### Exercise description
Please reproduce the contract clauses below word for word, everything from "(viii)            any act" down to "omissions of Leximancer.".

13.3           Effect of termination

Upon termination or expiry of this agreement:

(a)                  Leximancer may, at its discretion, delete all Client Data in its possession after 14 days from expiry or termination of this agreement;

(b)                 the Client must pay all outstanding Fees and any other payments due to Leximancer under this agreement;

(c)                  each party must, upon request from the other party, destroy or permanently delete the other party’s Confidential Information received pursuant to this agreement (unless this agreement expressly provides such Confidential Information can be retained post termination or such Confidential Information must be retained for regulatory or legal compliance) and certify such destruction in writing. The Client acknowledges that back-up and disaster recovery information is stored in multiple data centres and that Leximancer cannot destroy archival copies immediately upon request. However, such back-up and disaster recovery information will be deleted as a matter of course; and

(d)                 any accrued rights or liabilities of either Party or any provision of the agreement which is expressly or by implication intended to come into or continue in force on or after such termination will not be affected.

14.              INDEMNITY

14.1           Client indemnity

(a)                  The Client agrees to indemnify Leximancer and keep Leximancer indemnified against any Loss that may be incurred by Leximancer arising from or in connection with:

(i)                     any breach or default by the Client of this agreement (including any breach of warranty);

(ii)                   a negligent act or omission by the Client or by a party the Client is responsible for;

(iii)                the Client’s failure to comply with any Law;

(iv)                the Client’s failure to comply with its contractual obligations to any third party insofar as such obligations arise or relate to the use by the Client of the Licensed Software;

(v)                   the failure of a party the Client is responsible for (including any Authorised User) in complying with any Law;

(vi)                any Claim made against Leximancer by any third party who hosts the Licensed Software or the Client Data, or who provides software or services to Leximancer in connection with the provision of the Services, as a result of an act or omission by the Client or resulting in any way from the Upload of Client Data;

(vii)              any compensation paid to a Data Subject under the relevant provisions of the Data Protection Laws, in particular the portion of the compensation which corresponds to the  Client's responsibility for the damage suffered by the Data Subject in connection with any breach by the Client of any of its obligations under this agreement (including any failure or delay in performing, or negligent performance or non-performance of, any of those obligations); or

(viii)            any act of Leximancer in order to prevent any breach of any applicable Law where such breach arose, or in Leximancer's reasonable opinion was likely to arise, as a result of an act or omission of the Client or any party for whom the Client is responsible (including Authorised User), including Uploading any Client Data which itself breaches any Law.

(b)                 The indemnity provided to Leximancer by the Client in accordance with clause 14.1 will be reduced proportionately to the extent that any Loss incurred by Leximancer is contributed to by the negligent acts or omissions of Leximancer.

### Records shown
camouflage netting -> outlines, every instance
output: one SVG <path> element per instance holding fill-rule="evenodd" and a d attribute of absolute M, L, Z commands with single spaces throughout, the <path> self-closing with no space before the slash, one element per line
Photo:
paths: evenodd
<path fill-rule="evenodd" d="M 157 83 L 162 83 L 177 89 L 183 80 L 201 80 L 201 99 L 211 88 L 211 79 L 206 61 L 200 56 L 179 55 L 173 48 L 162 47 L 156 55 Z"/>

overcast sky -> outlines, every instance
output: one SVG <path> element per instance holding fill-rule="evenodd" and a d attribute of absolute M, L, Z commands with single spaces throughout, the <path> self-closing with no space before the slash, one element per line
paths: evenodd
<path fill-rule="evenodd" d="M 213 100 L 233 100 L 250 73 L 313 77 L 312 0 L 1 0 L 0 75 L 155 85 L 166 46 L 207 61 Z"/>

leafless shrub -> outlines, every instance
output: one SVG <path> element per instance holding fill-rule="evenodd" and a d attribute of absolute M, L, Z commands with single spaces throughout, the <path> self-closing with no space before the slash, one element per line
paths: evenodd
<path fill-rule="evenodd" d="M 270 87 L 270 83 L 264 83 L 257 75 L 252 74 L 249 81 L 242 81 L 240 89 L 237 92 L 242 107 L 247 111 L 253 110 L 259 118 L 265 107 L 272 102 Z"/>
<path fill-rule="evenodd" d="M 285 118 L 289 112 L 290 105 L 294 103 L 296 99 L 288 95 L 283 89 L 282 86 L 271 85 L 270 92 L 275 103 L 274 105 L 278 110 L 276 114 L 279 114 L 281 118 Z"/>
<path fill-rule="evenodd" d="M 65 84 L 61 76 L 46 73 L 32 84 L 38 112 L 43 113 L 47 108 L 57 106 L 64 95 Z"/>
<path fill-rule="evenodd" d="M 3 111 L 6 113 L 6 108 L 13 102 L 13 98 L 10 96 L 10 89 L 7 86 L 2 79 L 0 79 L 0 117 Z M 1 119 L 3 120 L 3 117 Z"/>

### Response to this exercise
(viii)            any act of Leximancer in order to prevent any breach of any applicable Law where such breach arose, or in Leximancer's reasonable opinion was likely to arise, as a result of an act or omission of the Client or any party for whom the Client is responsible (including Authorised User), including Uploading any Client Data which itself breaches any Law.

(b)                 The indemnity provided to Leximancer by the Client in accordance with clause 14.1 will be reduced proportionately to the extent that any Loss incurred by Leximancer is contributed to by the negligent acts or omissions of Leximancer.